=== WHAT THIS TASK INVOLVES ===
Arrange every row below as a two-column CSV with the headers input and output, one line per row. Put each field in double quotes and turn any line breaks inside it into spaces.

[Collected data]
** Start **
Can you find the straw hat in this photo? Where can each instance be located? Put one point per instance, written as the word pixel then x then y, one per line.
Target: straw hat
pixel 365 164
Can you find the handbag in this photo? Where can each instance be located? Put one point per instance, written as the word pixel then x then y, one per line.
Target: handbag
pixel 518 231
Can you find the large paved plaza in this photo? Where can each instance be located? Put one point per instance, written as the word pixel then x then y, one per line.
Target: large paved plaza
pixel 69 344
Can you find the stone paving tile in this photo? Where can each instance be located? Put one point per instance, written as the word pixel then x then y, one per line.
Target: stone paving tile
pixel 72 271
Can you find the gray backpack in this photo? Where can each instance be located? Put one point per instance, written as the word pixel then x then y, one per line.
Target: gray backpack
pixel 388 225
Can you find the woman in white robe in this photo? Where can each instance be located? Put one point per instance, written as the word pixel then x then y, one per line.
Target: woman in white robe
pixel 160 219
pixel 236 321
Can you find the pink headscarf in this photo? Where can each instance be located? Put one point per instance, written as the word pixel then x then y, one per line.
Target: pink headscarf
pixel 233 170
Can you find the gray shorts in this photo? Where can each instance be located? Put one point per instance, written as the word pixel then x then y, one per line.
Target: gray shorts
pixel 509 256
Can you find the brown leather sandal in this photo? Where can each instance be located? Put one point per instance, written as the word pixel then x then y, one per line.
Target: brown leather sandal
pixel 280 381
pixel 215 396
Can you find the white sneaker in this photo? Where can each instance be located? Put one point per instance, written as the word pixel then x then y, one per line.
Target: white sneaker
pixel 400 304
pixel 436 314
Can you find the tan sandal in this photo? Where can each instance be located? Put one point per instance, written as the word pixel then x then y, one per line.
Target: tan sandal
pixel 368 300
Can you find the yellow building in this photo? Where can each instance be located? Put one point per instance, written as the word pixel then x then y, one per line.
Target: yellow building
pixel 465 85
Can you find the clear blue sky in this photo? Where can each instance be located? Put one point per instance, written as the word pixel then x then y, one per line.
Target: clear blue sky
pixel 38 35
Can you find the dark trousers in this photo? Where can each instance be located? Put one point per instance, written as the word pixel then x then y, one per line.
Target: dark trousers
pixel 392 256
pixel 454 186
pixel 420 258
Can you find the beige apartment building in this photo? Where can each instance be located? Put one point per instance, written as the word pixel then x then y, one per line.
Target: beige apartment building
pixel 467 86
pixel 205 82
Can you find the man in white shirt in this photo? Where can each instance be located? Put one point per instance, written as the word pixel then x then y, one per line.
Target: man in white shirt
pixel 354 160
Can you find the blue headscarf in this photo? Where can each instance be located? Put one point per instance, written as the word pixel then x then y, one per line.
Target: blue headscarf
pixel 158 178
** End **
=== THE OUTPUT ===
input,output
"Can you find the straw hat in this photo? Where can each instance be located? Put one point per instance, written as the word pixel then x then y, one per line. Target: straw hat","pixel 365 164"
"Can you find the handbag in this photo? Where can each instance be located? Put one point per instance, written as the word pixel then x then y, one per line. Target: handbag","pixel 518 231"
"Can you find the large paved plaza in this photo? Where can each instance be located? Put one point per instance, written as the word pixel then x then y, one per line. Target: large paved plaza","pixel 69 344"
"Can you find the stone paving tile in this photo? Where can each instance be located? Put one point per instance, written as the word pixel then x then y, one per line. Target: stone paving tile","pixel 72 271"
"Can you find the gray backpack in this photo? Where can each instance be located? Put one point per instance, written as the word pixel then x then y, one per line. Target: gray backpack","pixel 388 225"
"Can you find the woman in white robe in this photo? Where can each instance be located? Put one point per instance, written as the word pixel then x then y, one per line. Target: woman in white robe","pixel 160 219 pixel 236 321"
"Can you find the pink headscarf in this photo? Where can each instance be located? Put one point per instance, written as the word pixel then x then y, one per line. Target: pink headscarf","pixel 233 170"
"Can you find the gray shorts in this photo? Where can each instance be located? Put one point per instance, written as the word pixel then x then y, one per line. Target: gray shorts","pixel 509 256"
"Can you find the brown leather sandal in this photo? Where can each instance be located? Put one point per instance, written as the word pixel then x then y, one per line. Target: brown leather sandal","pixel 280 381 pixel 215 396"
"Can you find the white sneaker in this photo? Where can each instance be located? Put one point per instance, written as the word pixel then x then y, one per line. Target: white sneaker","pixel 400 304 pixel 436 314"
"Can you find the tan sandal in this photo? Where can each instance be located? Put one point per instance, written as the word pixel then x then y, one per line. Target: tan sandal","pixel 368 300"
"Can you find the yellow building in this photo? Where can each instance be located? Put one point per instance, written as the word pixel then x then y, one per line. Target: yellow building","pixel 465 85"
"Can you find the clear blue sky in this photo? Where can each instance be located? Put one point per instance, written as the word pixel then x then y, one per line. Target: clear blue sky","pixel 38 35"
"Can you find the dark trousers in this photo? Where can each instance be located? Put one point per instance, written as the word pixel then x then y, one per line. Target: dark trousers","pixel 392 256 pixel 454 186 pixel 420 258"
"Can you find the beige apartment building in this photo? Where can each instance be located? Put one point per instance, written as the word pixel then x then y, one per line. Target: beige apartment building","pixel 467 86 pixel 205 82"
"Can you find the man in white shirt in this photo? Where can each instance be located? Put one point per instance, written as the word pixel then x then y, one per line. Target: man in white shirt","pixel 354 160"
"Can you find the blue headscarf in this photo? Where can each instance be located? Put one point per instance, written as the word pixel then x then y, one per line. Target: blue headscarf","pixel 158 178"